Task directions: In the entries below, the lines from the one with "box: [302, 334, 1790, 1186]" through the one with "positive clicks: (1075, 522)" are to be copied exactly; both ends count.

Listed entries:
———

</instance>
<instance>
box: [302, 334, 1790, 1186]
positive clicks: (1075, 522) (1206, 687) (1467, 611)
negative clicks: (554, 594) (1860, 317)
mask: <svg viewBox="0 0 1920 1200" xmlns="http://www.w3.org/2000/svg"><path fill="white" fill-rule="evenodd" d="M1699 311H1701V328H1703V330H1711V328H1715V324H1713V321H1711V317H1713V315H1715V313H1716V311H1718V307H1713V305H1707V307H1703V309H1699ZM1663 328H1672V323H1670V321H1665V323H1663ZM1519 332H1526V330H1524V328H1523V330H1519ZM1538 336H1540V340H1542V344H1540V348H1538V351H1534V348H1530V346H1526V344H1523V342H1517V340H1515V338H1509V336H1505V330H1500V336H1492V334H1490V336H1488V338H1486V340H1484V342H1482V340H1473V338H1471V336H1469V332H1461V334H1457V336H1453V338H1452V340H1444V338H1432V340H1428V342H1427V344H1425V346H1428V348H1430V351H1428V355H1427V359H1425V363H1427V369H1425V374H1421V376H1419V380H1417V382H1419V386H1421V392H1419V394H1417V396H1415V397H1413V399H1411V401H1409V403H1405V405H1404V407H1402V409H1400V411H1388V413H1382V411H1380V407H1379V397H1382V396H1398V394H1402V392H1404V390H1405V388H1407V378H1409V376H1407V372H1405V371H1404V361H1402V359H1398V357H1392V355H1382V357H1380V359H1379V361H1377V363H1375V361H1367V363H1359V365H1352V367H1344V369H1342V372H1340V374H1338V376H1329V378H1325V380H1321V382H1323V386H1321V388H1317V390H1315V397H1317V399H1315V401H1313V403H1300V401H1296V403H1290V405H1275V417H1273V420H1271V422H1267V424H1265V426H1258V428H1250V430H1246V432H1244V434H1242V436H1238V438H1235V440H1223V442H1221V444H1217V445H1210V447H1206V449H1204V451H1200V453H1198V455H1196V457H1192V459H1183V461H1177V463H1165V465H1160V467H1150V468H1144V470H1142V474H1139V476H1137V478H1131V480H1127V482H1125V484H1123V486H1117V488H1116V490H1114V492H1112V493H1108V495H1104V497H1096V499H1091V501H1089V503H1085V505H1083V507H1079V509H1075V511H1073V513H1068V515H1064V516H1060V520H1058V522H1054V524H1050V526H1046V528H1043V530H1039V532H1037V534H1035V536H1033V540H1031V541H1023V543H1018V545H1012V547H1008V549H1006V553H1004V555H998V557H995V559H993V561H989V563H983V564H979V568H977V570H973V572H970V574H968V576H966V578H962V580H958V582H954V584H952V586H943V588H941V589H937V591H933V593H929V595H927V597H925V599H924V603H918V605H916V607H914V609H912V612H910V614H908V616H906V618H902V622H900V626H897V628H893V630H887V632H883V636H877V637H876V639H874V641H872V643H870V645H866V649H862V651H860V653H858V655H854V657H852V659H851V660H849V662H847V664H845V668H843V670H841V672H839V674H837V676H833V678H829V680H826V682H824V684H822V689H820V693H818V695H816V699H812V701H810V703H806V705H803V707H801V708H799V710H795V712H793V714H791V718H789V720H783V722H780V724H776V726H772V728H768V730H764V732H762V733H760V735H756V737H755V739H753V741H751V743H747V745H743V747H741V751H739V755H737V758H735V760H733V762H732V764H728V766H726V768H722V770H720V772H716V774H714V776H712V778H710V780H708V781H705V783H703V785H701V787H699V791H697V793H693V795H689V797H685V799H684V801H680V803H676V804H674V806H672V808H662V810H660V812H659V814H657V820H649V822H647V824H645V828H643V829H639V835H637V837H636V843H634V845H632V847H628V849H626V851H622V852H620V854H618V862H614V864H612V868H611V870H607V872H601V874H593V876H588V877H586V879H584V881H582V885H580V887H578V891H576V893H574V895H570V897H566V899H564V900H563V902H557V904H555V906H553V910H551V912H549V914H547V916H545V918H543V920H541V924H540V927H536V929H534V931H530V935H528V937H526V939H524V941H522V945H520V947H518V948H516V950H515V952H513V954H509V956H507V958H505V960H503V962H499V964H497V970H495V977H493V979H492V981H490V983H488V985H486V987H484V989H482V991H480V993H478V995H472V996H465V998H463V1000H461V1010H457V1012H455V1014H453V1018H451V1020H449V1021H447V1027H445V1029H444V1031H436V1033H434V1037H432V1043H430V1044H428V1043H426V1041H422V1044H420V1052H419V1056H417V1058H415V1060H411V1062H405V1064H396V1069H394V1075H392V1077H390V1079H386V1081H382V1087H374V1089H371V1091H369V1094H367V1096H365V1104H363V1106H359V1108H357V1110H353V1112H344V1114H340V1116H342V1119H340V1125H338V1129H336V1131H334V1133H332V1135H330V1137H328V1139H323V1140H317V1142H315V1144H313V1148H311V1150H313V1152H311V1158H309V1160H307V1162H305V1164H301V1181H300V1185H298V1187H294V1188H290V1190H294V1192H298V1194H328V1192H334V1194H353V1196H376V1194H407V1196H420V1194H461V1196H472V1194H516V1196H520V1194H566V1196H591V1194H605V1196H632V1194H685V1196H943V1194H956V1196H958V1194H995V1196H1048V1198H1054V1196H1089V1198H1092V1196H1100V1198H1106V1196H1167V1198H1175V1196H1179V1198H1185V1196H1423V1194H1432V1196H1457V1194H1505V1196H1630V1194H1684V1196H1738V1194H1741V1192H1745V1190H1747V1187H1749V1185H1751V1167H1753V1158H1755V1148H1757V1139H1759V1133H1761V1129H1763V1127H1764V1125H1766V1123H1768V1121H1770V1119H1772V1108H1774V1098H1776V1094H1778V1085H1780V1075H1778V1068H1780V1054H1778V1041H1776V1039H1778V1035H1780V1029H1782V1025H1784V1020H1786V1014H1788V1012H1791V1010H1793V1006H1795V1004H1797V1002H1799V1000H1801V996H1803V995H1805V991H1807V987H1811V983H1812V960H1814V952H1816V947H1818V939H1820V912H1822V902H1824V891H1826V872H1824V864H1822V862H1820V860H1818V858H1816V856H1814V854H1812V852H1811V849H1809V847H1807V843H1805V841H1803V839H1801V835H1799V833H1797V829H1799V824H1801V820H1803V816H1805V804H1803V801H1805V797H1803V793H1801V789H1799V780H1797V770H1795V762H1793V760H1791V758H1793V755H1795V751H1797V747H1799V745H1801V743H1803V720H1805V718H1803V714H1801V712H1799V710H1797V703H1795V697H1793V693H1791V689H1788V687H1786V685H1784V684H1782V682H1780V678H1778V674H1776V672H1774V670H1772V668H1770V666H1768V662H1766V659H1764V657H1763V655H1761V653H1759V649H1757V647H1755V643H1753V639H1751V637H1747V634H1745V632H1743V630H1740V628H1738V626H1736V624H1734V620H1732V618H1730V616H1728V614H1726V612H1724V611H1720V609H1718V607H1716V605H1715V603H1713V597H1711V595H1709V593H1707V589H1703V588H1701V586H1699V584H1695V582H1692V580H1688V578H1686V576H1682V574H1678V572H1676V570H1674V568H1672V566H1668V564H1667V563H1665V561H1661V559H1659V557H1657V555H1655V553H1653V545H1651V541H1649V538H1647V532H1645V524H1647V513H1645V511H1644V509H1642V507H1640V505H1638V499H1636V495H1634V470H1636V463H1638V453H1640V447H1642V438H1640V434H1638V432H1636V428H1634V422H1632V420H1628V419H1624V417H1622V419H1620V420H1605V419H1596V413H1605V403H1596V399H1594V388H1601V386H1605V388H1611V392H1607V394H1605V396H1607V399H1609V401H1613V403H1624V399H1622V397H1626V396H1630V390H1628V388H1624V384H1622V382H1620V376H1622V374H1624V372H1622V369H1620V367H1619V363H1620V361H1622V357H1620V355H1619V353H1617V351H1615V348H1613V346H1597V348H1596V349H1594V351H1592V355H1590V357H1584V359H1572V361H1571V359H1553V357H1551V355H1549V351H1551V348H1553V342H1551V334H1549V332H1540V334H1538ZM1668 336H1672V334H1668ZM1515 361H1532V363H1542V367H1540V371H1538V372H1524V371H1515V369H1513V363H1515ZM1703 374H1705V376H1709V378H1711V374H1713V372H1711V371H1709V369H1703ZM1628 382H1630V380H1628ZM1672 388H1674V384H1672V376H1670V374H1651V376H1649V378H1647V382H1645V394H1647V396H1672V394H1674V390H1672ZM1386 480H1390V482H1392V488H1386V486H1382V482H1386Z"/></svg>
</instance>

———

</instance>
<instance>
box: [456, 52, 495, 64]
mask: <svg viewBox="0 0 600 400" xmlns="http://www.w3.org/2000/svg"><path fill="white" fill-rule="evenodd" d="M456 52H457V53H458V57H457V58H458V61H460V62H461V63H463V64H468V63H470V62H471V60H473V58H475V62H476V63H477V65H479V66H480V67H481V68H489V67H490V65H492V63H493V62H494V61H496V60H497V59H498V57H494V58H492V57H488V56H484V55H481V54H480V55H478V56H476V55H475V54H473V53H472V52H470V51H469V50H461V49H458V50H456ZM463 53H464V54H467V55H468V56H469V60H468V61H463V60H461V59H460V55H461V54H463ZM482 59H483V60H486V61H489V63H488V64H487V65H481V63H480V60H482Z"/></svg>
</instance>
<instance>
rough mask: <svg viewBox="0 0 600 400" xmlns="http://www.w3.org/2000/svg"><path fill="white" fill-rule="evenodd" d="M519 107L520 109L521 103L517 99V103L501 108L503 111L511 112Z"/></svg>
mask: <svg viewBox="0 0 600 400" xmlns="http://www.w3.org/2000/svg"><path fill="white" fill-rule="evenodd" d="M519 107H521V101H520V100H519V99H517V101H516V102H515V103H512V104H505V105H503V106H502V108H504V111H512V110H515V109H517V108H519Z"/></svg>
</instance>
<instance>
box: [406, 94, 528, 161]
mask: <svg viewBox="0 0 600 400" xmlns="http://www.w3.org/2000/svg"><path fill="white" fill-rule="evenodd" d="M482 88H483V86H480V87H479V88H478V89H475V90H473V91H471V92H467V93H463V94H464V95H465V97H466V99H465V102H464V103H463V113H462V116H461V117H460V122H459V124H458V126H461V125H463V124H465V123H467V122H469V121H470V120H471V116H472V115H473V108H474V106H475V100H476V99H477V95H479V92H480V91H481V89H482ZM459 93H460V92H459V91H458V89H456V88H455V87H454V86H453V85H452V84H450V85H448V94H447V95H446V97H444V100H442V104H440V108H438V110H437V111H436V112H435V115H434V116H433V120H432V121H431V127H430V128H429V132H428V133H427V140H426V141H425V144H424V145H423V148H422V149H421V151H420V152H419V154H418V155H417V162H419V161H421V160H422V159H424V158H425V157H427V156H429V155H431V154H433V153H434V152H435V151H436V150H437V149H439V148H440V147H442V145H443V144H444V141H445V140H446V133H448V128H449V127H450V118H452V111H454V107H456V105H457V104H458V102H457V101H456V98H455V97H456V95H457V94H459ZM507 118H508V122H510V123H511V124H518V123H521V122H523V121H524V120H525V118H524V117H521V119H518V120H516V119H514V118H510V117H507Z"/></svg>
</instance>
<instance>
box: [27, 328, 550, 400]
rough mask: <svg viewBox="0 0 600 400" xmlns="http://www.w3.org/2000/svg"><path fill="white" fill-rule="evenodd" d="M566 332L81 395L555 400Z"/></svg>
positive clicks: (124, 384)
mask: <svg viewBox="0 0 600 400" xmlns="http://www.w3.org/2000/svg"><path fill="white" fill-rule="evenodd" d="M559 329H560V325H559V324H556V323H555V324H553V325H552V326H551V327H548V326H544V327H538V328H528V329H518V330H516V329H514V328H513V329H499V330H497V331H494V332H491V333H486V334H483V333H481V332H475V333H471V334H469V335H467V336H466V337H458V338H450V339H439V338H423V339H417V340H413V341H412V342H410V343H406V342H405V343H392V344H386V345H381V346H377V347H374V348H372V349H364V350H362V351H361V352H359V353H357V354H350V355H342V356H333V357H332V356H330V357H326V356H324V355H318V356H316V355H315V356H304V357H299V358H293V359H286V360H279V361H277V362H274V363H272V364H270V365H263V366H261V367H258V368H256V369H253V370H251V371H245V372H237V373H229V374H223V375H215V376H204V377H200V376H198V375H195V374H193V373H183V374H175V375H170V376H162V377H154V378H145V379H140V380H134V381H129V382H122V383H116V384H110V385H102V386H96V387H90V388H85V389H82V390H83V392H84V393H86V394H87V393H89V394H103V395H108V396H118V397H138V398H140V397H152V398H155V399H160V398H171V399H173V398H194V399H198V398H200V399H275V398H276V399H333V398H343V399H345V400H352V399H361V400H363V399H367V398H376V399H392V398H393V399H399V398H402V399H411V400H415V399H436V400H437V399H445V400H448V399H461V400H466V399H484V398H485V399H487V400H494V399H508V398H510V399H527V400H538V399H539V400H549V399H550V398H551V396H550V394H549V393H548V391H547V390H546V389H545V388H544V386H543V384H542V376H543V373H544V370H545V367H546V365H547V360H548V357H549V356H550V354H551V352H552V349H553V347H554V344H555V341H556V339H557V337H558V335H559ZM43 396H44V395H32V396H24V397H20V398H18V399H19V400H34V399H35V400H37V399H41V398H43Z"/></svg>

———

Response:
box: [302, 334, 1790, 1186]
positive clicks: (1075, 522) (1206, 687) (1467, 611)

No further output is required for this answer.